[Stored dataset items]
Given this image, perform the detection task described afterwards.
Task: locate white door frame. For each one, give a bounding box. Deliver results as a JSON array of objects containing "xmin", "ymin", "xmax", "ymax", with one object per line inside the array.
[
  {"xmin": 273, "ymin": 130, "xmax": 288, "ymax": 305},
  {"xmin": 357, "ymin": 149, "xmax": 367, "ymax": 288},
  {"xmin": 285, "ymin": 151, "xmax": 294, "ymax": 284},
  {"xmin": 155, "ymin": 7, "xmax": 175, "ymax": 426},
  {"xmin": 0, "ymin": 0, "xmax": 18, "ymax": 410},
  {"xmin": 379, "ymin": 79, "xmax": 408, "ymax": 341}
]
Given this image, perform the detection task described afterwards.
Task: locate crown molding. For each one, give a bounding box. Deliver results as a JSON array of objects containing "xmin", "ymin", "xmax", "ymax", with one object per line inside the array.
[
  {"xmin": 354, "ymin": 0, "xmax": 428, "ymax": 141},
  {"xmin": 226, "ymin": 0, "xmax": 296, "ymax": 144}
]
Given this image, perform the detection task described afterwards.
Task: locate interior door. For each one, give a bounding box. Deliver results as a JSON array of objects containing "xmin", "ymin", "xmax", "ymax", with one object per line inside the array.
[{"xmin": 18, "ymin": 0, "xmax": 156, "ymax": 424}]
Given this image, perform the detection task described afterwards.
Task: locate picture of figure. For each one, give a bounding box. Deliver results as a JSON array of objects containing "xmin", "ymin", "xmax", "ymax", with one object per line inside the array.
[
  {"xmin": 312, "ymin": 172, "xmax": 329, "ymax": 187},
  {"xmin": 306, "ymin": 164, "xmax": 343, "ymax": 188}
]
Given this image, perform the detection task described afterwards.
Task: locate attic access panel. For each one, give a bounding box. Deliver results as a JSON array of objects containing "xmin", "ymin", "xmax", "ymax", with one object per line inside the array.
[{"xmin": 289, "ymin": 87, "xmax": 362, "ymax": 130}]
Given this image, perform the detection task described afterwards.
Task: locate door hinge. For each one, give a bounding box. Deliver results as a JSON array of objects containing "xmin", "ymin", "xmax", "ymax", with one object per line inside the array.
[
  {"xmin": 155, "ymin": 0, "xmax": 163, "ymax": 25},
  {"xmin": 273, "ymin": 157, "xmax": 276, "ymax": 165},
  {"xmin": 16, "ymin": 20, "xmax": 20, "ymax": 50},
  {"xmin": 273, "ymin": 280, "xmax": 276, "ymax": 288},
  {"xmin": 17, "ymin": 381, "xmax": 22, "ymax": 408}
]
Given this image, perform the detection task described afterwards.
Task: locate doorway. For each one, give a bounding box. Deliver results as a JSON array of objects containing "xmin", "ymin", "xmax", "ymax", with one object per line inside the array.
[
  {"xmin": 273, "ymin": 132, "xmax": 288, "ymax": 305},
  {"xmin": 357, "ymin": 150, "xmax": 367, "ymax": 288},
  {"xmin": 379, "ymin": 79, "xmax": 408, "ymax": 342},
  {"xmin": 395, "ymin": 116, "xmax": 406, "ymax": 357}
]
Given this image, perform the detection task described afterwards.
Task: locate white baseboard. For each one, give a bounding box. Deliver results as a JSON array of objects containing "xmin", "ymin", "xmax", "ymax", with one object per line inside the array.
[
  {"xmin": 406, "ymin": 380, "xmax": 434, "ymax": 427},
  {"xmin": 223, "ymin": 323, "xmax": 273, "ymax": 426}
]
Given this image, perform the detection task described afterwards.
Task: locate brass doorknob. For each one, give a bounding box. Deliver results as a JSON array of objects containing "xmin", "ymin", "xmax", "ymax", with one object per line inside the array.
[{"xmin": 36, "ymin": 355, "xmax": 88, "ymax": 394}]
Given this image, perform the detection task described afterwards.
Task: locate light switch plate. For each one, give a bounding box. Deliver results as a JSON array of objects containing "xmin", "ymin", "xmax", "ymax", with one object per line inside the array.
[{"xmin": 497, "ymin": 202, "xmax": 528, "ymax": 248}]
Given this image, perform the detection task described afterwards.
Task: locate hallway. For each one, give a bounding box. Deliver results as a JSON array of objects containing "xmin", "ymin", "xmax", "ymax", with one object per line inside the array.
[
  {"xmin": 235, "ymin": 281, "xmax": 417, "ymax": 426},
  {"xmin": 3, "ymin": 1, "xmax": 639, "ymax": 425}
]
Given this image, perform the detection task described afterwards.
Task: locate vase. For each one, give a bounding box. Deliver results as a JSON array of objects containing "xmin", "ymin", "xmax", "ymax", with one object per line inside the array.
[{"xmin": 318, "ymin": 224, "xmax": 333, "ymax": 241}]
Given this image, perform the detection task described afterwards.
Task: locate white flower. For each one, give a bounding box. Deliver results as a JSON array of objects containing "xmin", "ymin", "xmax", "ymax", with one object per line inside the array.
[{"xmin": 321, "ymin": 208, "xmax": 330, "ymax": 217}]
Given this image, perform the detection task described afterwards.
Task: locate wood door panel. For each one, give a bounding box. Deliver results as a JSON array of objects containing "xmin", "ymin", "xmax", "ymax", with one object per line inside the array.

Work task: Copy out the data above, word for word.

Response area:
Given this image, perform the detection task described afterwards.
Task: locate white door frame. For each one, give a bounding box. Deliver results as a JSON array of objects containing "xmin", "ymin", "xmax", "ymax", with one object per line inside the array.
[
  {"xmin": 273, "ymin": 130, "xmax": 288, "ymax": 305},
  {"xmin": 357, "ymin": 149, "xmax": 367, "ymax": 288},
  {"xmin": 285, "ymin": 151, "xmax": 294, "ymax": 284},
  {"xmin": 155, "ymin": 7, "xmax": 175, "ymax": 426},
  {"xmin": 0, "ymin": 0, "xmax": 18, "ymax": 410},
  {"xmin": 379, "ymin": 79, "xmax": 408, "ymax": 341}
]
Given this image, perform the detection task described afterwards.
Task: locate crown molding. For each one, give a bounding box. Deliver results as a JSON array of objects containing "xmin", "ymin", "xmax", "ymax", with one object per line inside the array.
[
  {"xmin": 354, "ymin": 0, "xmax": 428, "ymax": 141},
  {"xmin": 226, "ymin": 0, "xmax": 296, "ymax": 144}
]
Given this image, perform the detection task described afterwards.
Task: locate interior door. For each one, give a bounding box. Deliver results as a JSON array of objects containing "xmin", "ymin", "xmax", "ymax", with one object per line inside the array.
[{"xmin": 18, "ymin": 0, "xmax": 156, "ymax": 424}]
Given this image, perform the detection task described afterwards.
Task: locate picture of figure. For each one, give a bounding box. Deliver results as a JSON array of objects containing "xmin", "ymin", "xmax", "ymax", with one object per line inside the array.
[
  {"xmin": 312, "ymin": 172, "xmax": 329, "ymax": 187},
  {"xmin": 306, "ymin": 164, "xmax": 343, "ymax": 188}
]
Given this image, perform the detection task described afterwards.
Task: locate attic access panel. For each one, give a bounding box. Deliver results as a JSON array of objects containing "xmin", "ymin", "xmax", "ymax", with one object per line inside the array.
[{"xmin": 289, "ymin": 87, "xmax": 362, "ymax": 130}]
Given this image, perform the detection task described afterwards.
Task: locate door hinge. For each one, give a bounding box. Deliver results as a JSON array of objects containing "xmin", "ymin", "xmax", "ymax", with one object per line inside the array.
[
  {"xmin": 155, "ymin": 0, "xmax": 163, "ymax": 25},
  {"xmin": 273, "ymin": 157, "xmax": 276, "ymax": 165},
  {"xmin": 16, "ymin": 20, "xmax": 20, "ymax": 50},
  {"xmin": 273, "ymin": 280, "xmax": 276, "ymax": 288},
  {"xmin": 17, "ymin": 381, "xmax": 22, "ymax": 408}
]
Given this image, perform the detection task described afterwards.
Task: locate doorway. For each one, give a bounding box. Deliver results as a JSON array of objects containing "xmin", "ymin", "xmax", "ymax", with one object per line inside the array.
[
  {"xmin": 273, "ymin": 132, "xmax": 288, "ymax": 305},
  {"xmin": 357, "ymin": 150, "xmax": 367, "ymax": 288},
  {"xmin": 379, "ymin": 79, "xmax": 408, "ymax": 342},
  {"xmin": 395, "ymin": 116, "xmax": 406, "ymax": 357}
]
Given this image, perform the detection task described afterwards.
Task: locate white baseboard. For each one, give a bounding box. Deliver results as a JSON array of objects containing "xmin", "ymin", "xmax", "ymax", with one object per line inside the array.
[
  {"xmin": 406, "ymin": 380, "xmax": 434, "ymax": 427},
  {"xmin": 223, "ymin": 323, "xmax": 273, "ymax": 426}
]
Given this image, perform the detection task described afterwards.
Task: locate brass doorknob. For each one, give a bounding box. Deliver results as a JSON array of objects containing "xmin", "ymin", "xmax", "ymax", with one object per line inside the array.
[{"xmin": 36, "ymin": 355, "xmax": 88, "ymax": 394}]
Given this image, perform the detection task described afterwards.
Task: locate light switch plate. For each one, give a bounding box. Deliver results as a JSON array of objects containing "xmin", "ymin", "xmax", "ymax", with one object per line inside the array.
[{"xmin": 497, "ymin": 202, "xmax": 528, "ymax": 248}]
Given this image, perform the detection task described afterwards.
Task: locate hallway. For each one, give a bounding box. Deliver results as a JSON array of objects containing "xmin", "ymin", "xmax", "ymax", with one object per line inside the array.
[
  {"xmin": 235, "ymin": 281, "xmax": 417, "ymax": 426},
  {"xmin": 3, "ymin": 1, "xmax": 639, "ymax": 425}
]
Given this image, perform the detection task described afterwards.
Task: locate vase. For each one, give a bounding box. Deliver results as a JSON array of objects containing "xmin", "ymin", "xmax", "ymax", with one object per line inside the array.
[{"xmin": 318, "ymin": 224, "xmax": 333, "ymax": 241}]
Given this image, perform the detection task described afterwards.
Task: locate white flower. For each one, give a bounding box. Deliver results as a JSON array of objects containing "xmin", "ymin", "xmax", "ymax", with one object per line inside the array.
[{"xmin": 321, "ymin": 208, "xmax": 330, "ymax": 217}]
Given this image, perform the detection task described afterwards.
Task: locate wood door panel. For each one, give a bounding box. Deliver results as a JSON array of objects containing "xmin", "ymin", "xmax", "ymax", with one object per line inside the array.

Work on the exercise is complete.